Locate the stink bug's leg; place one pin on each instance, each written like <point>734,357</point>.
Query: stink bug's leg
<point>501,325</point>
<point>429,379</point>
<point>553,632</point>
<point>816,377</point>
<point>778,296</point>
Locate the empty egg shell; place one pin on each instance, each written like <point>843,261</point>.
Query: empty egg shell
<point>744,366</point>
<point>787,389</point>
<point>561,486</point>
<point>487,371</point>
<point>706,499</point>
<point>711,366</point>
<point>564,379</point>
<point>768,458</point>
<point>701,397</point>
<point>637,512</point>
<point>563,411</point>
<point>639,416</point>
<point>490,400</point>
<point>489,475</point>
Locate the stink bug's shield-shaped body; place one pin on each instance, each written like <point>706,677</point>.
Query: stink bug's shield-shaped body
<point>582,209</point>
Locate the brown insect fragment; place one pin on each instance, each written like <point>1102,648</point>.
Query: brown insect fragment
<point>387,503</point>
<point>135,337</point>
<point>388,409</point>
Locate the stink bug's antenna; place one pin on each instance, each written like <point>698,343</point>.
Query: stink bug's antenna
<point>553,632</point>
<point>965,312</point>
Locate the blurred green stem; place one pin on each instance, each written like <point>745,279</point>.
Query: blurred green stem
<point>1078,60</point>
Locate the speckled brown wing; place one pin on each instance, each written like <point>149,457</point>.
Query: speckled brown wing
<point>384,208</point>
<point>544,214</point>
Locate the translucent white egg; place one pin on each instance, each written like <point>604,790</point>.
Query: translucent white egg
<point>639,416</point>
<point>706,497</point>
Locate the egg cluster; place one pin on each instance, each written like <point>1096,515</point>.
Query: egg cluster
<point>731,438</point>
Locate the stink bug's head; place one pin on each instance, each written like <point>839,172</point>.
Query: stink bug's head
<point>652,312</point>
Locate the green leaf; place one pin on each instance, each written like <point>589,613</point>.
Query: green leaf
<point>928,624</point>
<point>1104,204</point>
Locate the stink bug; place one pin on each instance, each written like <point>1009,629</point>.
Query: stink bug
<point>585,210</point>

**Task instructions:** Convert every line of the records above into a JSON array of strings, with one string per line and blank lines left out.

**Written answer:**
[
  "Locate the stink bug's leg; place one pin on each instance, each written like <point>734,357</point>.",
  "Query: stink bug's leg",
  "<point>501,325</point>",
  "<point>429,379</point>",
  "<point>553,632</point>",
  "<point>816,377</point>",
  "<point>778,296</point>",
  "Locate the empty egg shell; place one pin on each instance, each written like <point>843,261</point>.",
  "Query: empty egg shell",
  "<point>744,366</point>",
  "<point>787,389</point>",
  "<point>561,486</point>",
  "<point>487,371</point>",
  "<point>706,499</point>",
  "<point>711,366</point>",
  "<point>564,379</point>",
  "<point>768,458</point>",
  "<point>701,397</point>",
  "<point>637,512</point>",
  "<point>563,411</point>",
  "<point>639,416</point>",
  "<point>490,400</point>",
  "<point>489,475</point>",
  "Locate the stink bug's shield-shaped body; place one pin on each instance, each written like <point>706,677</point>.",
  "Query: stink bug's shield-shaped body",
  "<point>582,209</point>",
  "Locate the brown insect fragment; place one pin on each instance, each written like <point>1102,648</point>.",
  "Query: brown insect fragment",
  "<point>387,503</point>",
  "<point>135,337</point>",
  "<point>388,409</point>",
  "Locate the stink bug's antenna; place one pin on each instance, each written like <point>698,343</point>.",
  "Query: stink bug's antenna",
  "<point>553,632</point>",
  "<point>965,312</point>",
  "Locate the blurred green stem; place one pin on each instance, each written like <point>745,279</point>.",
  "Query: blurred green stem",
  "<point>1078,60</point>",
  "Locate the speckled brown wing; place one pin on each instance, each written like <point>149,457</point>.",
  "Query: speckled brown wing",
  "<point>384,208</point>",
  "<point>544,214</point>",
  "Locate the translucent white egg; place one pin on each instance, each written like <point>604,790</point>.",
  "Query: translucent white egg",
  "<point>639,416</point>",
  "<point>706,497</point>",
  "Locate the egg cluster; place one pin on each instance, each written like <point>1096,515</point>.",
  "Query: egg cluster",
  "<point>731,438</point>",
  "Locate the stink bug's head; place one pin on each instance, each written like <point>839,172</point>.",
  "Query: stink bug's head",
  "<point>652,312</point>",
  "Locate the green leaf; place one pin on each instance, each written like <point>589,613</point>.",
  "Query: green leaf",
  "<point>928,624</point>",
  "<point>1104,204</point>",
  "Locate the stink bug; place one pin on each instance, each written like <point>1009,629</point>.",
  "Query: stink bug",
  "<point>585,210</point>"
]